▶ **Given information**:
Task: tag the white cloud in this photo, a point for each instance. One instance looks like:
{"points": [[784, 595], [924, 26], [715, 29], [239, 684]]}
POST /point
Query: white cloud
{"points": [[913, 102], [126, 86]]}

▶ **What to work on**: Swap "white cloud" for "gray cloud" everywhere in the rows above, and reproduce them with nothing else changed.

▶ **Solved exercise**:
Task: tag the gray cloud in this photo, a point for each instance. One instance looks like:
{"points": [[784, 595], [924, 26], [715, 29], [239, 684]]}
POST /point
Query: gray cloud
{"points": [[913, 102], [126, 86]]}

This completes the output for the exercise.